● **EXERCISE DIRECTIONS**: Rewrite all of the records below as a numbered list, one line per item, with blank lines dropped. Leave the pictures out of the answer.

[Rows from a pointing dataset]

━━━━━━

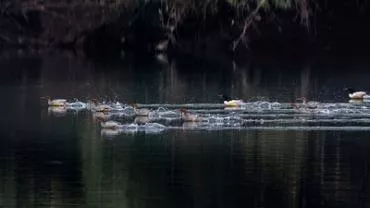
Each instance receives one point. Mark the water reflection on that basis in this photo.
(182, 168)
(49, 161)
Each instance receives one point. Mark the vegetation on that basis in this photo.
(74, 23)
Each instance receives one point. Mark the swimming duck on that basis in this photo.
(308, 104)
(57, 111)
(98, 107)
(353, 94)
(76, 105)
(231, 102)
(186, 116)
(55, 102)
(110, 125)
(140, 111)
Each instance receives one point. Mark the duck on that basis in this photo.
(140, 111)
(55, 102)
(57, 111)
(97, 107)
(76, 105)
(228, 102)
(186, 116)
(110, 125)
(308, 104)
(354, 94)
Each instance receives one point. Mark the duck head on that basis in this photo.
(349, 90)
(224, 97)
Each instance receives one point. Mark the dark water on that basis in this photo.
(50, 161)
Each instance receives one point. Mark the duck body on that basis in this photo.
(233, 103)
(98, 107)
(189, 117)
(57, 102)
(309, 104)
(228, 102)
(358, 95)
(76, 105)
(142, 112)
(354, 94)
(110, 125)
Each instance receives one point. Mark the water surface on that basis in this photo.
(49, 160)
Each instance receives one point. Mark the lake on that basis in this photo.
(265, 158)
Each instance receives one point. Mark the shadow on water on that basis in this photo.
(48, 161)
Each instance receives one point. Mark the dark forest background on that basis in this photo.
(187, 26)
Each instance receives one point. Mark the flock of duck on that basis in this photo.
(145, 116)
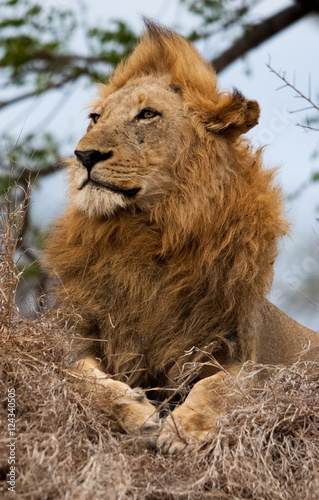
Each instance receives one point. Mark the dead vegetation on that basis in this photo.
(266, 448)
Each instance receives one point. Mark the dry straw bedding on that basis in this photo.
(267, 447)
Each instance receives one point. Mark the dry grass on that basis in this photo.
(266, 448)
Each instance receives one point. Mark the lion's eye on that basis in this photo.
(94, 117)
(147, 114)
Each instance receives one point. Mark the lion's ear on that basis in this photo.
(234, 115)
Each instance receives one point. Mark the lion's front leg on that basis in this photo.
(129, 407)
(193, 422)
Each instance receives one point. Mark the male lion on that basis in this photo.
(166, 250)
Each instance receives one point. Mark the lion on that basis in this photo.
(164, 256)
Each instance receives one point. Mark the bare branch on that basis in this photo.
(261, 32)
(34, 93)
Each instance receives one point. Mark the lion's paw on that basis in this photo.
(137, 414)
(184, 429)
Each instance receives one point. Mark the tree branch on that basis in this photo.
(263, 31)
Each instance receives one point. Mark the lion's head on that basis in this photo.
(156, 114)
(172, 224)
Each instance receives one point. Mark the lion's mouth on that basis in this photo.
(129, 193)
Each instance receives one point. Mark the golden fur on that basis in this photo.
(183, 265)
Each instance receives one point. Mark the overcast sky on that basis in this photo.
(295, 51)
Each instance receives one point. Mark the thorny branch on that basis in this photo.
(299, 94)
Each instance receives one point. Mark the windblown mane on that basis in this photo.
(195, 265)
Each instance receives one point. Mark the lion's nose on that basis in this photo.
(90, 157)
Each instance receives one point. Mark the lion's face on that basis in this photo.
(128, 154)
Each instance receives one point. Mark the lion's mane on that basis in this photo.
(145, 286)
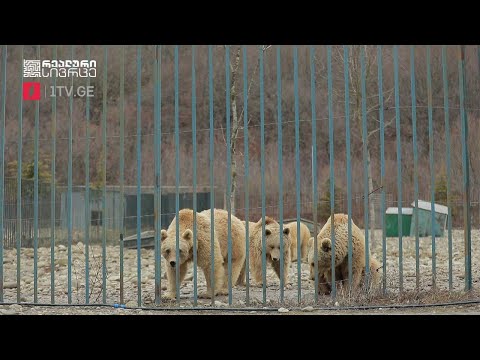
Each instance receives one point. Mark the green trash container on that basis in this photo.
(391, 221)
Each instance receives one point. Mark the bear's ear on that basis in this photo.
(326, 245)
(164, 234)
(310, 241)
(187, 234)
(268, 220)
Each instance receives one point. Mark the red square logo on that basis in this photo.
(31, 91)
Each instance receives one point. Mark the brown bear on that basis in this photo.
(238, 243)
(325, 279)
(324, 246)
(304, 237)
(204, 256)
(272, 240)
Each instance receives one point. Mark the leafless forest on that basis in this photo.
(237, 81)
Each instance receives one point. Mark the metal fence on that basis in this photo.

━━━━━━

● **SOLUTION**:
1. Each instance receives one point. Mark the water reflection on that basis in this photo.
2. (182, 168)
3. (49, 161)
4. Each instance receives one point. Mark the vegetation on that basis in this photo.
5. (74, 23)
6. Each instance receives one point. Mark the swimming duck on that basis in this photo.
7. (308, 104)
8. (57, 111)
9. (98, 107)
10. (353, 94)
11. (76, 105)
12. (231, 102)
13. (186, 116)
14. (55, 102)
15. (110, 125)
16. (140, 111)
17. Each instance receives one point. Mark the duck on that basis in this photo.
18. (140, 111)
19. (55, 102)
20. (57, 111)
21. (97, 107)
22. (76, 105)
23. (228, 102)
24. (186, 116)
25. (110, 125)
26. (308, 104)
27. (354, 94)
28. Each instance receives one point. Mark the duck head on that basis in this photo.
29. (349, 90)
30. (224, 97)
31. Each instance receives one point. Mark the dark water on that basis in this photo.
32. (50, 161)
33. Each instance receives one point. Mark the duck body on that basis in this photo.
34. (233, 103)
35. (98, 107)
36. (189, 117)
37. (57, 102)
38. (309, 104)
39. (228, 102)
40. (358, 95)
41. (76, 105)
42. (142, 112)
43. (354, 94)
44. (110, 125)
45. Each instance receives one point. Mark the water surface on that basis in this photo.
46. (49, 160)
47. Each instance receives one point. Mark the lake on that basis in this photo.
48. (265, 158)
49. Each instance receives one point. Mark the shadow on water on that basis in this photo.
50. (48, 161)
51. Each instance receives one point. Mark the dark forest background on that basis in this photo.
52. (187, 26)
53. Each instance receives one point. Mark the flock of duck on that basis in this photo.
54. (145, 116)
55. Each instance receives one point. Mark the dead vegetation on that basis in this photo.
56. (266, 448)
57. Each instance receives one point. Mark the dry straw bedding on that basis in this photo.
58. (267, 447)
59. Each instance receives one point. Mark the dry grass on that basis in this photo.
60. (266, 448)
61. Each instance receives one point. Mark the lion's eye on that basis in this photo.
62. (94, 117)
63. (147, 114)
64. Each instance receives one point. Mark the lion's ear on that basis in this photo.
65. (234, 115)
66. Each instance receives one point. Mark the lion's front leg on that basis in this photo.
67. (129, 407)
68. (193, 422)
69. Each instance receives one point. Mark the male lion on that basis in this photo.
70. (166, 250)
71. Each instance receives one point. Mark the lion on that basis in this photo.
72. (164, 256)
73. Each instance receives one point. Mark the bare branch on that basis in this photo.
74. (261, 32)
75. (34, 93)
76. Each instance receives one point. Mark the lion's paw on that basis in this photo.
77. (137, 414)
78. (184, 429)
79. Each instance receives one point. Mark the tree branch on that basis in this photo.
80. (263, 31)
81. Each instance receives one point. Mark the lion's head on that basis in this photo.
82. (156, 114)
83. (172, 224)
84. Each instance receives one point. Mark the lion's mouth on that basis in this photo.
85. (129, 193)
86. Each instance receives one point. Mark the golden fur on that basis in this photo.
87. (183, 265)
88. Each instance receives one point. Mark the overcast sky on that basis in this photo.
89. (295, 51)
90. Each instance receives one point. Mark the thorny branch on that basis in this photo.
91. (299, 94)
92. Each instance receives one point. Mark the windblown mane on that basis in this photo.
93. (195, 265)
94. Each instance receives one point. Mark the lion's nose on that basis in this photo.
95. (90, 157)
96. Each instance receives one point. Mark the lion's face on that basis in this photo.
97. (128, 154)
98. Each instance receives one point. Mark the lion's mane on that basis in this photo.
99. (145, 286)
100. Each instance receives one point. Mark the green trash container on that basis in this photo.
101. (391, 221)
102. Each instance receives one point. Mark the bear's ear on that basis in this photo.
103. (326, 245)
104. (164, 234)
105. (310, 241)
106. (187, 234)
107. (268, 220)
108. Each instance receives one point. Mark the red square logo on that basis in this photo.
109. (31, 91)
110. Each instance receives one point. Mark the brown bear on that basis in this photo.
111. (238, 243)
112. (325, 279)
113. (324, 246)
114. (304, 237)
115. (204, 256)
116. (272, 240)
117. Each instance receives one point. Mark the leafless forest on that basis in this photo.
118. (237, 81)
119. Each instance receives one point. Mark the metal fence on that basis in this photo.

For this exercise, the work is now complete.